Required work: Rewrite only the stretch of items below from the line containing "Put a pin on every instance of the dark" through the line containing "x=560 y=500", keeping every line. Shift each answer coordinate by adding 31 to it.

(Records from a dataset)

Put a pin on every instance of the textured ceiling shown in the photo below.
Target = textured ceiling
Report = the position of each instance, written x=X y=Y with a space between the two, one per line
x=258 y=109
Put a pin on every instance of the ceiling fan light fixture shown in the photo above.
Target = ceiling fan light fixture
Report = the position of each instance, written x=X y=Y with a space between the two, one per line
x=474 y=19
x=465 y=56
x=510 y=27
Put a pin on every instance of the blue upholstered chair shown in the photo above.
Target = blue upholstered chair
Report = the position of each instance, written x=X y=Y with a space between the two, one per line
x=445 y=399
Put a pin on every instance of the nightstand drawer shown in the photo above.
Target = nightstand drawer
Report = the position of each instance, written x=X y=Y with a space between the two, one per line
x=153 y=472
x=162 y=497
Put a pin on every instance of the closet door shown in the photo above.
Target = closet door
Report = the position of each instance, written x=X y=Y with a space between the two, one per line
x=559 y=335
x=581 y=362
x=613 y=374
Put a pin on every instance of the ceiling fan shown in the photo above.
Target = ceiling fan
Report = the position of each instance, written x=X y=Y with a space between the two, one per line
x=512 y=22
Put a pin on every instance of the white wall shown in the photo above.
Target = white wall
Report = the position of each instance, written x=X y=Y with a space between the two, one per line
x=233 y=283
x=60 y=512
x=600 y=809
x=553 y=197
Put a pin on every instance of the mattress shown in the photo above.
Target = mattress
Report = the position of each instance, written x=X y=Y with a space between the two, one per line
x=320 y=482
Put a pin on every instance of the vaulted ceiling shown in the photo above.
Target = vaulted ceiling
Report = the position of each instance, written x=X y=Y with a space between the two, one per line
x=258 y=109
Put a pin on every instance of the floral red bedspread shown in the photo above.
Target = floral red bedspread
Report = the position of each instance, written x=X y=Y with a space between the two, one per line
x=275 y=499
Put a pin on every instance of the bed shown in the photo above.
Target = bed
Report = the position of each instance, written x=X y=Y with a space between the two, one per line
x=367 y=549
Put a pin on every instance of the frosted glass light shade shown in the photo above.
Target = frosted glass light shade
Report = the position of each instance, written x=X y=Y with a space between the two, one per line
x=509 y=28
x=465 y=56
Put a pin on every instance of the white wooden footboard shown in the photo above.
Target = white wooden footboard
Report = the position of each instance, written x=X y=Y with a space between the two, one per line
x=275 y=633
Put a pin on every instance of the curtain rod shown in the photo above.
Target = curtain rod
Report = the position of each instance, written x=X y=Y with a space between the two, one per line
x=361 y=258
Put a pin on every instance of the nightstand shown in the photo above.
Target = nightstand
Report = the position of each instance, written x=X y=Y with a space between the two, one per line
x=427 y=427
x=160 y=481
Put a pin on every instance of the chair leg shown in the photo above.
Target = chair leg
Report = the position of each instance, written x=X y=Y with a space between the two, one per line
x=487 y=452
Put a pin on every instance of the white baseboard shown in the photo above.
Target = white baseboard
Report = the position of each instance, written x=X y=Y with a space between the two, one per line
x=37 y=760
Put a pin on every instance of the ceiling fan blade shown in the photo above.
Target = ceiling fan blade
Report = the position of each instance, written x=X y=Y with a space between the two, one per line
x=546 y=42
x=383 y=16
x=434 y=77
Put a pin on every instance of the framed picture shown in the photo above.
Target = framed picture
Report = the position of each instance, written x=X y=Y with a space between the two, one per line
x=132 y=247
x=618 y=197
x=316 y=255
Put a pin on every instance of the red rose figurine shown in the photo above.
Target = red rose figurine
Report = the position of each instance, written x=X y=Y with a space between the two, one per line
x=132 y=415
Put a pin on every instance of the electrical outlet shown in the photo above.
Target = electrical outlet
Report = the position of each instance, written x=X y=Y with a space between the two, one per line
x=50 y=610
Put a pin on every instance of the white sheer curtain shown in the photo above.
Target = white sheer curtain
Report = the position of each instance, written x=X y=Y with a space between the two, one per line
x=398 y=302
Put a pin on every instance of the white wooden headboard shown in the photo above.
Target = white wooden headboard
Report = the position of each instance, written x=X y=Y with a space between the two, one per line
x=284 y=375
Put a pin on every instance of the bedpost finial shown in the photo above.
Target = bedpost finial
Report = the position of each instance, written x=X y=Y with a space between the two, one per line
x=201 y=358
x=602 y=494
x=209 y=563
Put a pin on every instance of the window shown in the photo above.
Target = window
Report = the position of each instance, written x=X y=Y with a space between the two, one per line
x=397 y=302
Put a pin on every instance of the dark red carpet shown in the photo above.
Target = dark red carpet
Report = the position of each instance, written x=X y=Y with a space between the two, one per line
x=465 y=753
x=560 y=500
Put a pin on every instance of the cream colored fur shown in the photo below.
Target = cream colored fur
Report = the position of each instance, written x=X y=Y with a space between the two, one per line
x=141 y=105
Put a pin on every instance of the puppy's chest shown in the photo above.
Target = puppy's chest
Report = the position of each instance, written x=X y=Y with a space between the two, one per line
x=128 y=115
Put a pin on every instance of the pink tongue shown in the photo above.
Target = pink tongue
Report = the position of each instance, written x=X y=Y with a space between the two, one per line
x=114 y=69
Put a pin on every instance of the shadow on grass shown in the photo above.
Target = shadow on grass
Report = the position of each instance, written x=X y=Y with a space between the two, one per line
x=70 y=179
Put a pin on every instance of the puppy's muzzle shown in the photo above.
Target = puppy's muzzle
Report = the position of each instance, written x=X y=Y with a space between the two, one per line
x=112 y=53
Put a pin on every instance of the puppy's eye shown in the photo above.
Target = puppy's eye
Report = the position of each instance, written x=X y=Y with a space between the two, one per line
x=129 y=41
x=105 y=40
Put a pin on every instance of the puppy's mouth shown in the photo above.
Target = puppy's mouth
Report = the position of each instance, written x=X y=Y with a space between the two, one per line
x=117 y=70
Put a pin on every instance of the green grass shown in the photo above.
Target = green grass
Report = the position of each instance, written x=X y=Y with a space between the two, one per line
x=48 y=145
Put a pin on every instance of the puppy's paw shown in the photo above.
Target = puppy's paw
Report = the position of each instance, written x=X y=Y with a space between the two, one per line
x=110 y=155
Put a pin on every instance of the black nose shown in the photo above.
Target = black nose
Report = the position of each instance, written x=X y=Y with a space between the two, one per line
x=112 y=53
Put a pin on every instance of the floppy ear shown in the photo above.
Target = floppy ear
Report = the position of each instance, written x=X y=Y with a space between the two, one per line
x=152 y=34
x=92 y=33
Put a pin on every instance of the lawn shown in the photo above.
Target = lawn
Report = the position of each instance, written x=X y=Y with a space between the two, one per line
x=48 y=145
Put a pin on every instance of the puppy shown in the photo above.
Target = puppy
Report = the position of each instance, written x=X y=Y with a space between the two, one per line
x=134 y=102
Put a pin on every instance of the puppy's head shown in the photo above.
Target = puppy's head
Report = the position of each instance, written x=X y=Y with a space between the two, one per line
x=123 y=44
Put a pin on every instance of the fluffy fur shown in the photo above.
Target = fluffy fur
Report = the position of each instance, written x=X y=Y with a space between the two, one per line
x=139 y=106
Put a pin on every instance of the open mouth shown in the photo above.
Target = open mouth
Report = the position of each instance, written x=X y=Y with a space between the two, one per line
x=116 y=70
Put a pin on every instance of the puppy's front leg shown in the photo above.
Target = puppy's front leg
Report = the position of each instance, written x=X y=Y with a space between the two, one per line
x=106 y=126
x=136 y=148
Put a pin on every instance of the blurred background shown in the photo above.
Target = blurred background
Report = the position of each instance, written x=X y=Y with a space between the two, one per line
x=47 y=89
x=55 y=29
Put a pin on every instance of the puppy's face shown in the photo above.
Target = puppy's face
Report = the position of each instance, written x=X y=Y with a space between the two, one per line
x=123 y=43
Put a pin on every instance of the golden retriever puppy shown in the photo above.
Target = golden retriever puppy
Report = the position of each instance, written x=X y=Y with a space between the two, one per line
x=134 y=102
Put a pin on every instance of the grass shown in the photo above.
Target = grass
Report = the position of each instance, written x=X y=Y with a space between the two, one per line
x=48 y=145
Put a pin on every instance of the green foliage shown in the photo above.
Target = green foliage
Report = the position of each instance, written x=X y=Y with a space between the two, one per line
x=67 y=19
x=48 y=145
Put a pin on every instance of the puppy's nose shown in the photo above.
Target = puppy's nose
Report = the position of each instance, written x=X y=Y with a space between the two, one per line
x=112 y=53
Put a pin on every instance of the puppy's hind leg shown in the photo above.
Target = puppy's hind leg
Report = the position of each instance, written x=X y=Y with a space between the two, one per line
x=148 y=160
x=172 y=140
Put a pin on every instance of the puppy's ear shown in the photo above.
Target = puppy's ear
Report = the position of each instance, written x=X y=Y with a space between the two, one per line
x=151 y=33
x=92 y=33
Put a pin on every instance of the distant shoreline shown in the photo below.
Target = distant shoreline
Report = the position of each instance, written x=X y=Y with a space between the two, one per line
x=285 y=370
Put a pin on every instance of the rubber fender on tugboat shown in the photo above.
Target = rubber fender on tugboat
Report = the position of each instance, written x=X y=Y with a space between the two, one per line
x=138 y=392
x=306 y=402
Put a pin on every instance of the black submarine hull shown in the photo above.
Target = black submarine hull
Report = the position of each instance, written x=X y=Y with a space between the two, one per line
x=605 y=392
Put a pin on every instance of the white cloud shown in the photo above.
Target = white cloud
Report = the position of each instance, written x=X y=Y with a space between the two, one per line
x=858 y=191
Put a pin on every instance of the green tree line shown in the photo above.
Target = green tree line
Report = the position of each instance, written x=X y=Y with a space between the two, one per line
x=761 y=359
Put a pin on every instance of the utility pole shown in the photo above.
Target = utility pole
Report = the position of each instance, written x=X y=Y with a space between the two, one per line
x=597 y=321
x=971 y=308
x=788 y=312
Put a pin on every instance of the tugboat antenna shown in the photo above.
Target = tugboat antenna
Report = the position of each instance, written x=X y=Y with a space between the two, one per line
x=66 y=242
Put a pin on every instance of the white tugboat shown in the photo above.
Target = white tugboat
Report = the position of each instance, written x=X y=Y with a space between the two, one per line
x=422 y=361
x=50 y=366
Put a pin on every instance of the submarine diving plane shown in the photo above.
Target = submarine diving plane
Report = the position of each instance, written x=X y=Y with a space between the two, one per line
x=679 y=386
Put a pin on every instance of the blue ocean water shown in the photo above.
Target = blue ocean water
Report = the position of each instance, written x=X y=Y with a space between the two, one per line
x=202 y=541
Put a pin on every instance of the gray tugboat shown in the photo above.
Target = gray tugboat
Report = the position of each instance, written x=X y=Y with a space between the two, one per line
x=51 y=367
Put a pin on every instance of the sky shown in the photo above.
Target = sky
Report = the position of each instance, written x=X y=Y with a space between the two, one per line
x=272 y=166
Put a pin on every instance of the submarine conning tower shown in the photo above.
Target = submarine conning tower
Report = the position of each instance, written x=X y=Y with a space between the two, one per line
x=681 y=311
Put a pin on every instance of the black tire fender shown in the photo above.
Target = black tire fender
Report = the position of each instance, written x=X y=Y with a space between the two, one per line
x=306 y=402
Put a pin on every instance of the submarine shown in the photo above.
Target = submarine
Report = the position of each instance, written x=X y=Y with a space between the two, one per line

Answer below:
Put a pin on every instance of the dark red carpet shown in the photo above.
Target = dark red carpet
Report = the position of each instance, written x=X y=Y with a space between the two, one per line
x=496 y=784
x=591 y=531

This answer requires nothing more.